### Requirements
Render every line of the data below as a numbered list, skipping any blank lines. Leave the pictures out of your list.

### Entries for pointing and labeling
------------
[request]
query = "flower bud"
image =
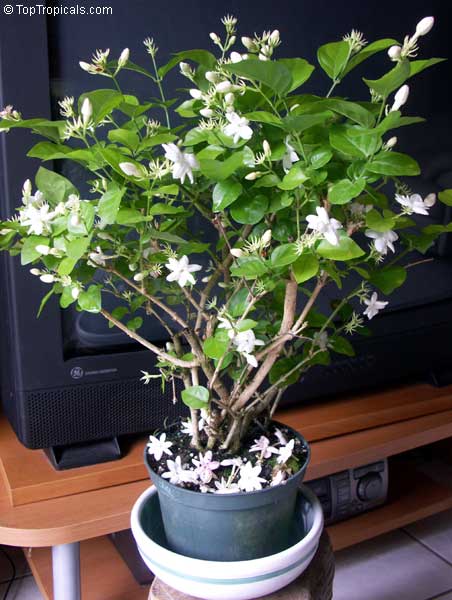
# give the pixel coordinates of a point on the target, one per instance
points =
------------
### Answer to the exercise
1. [request]
2. query = "flower bud"
3. image =
4. # give the pixel coordinates of a point on the target, one per instance
5. points =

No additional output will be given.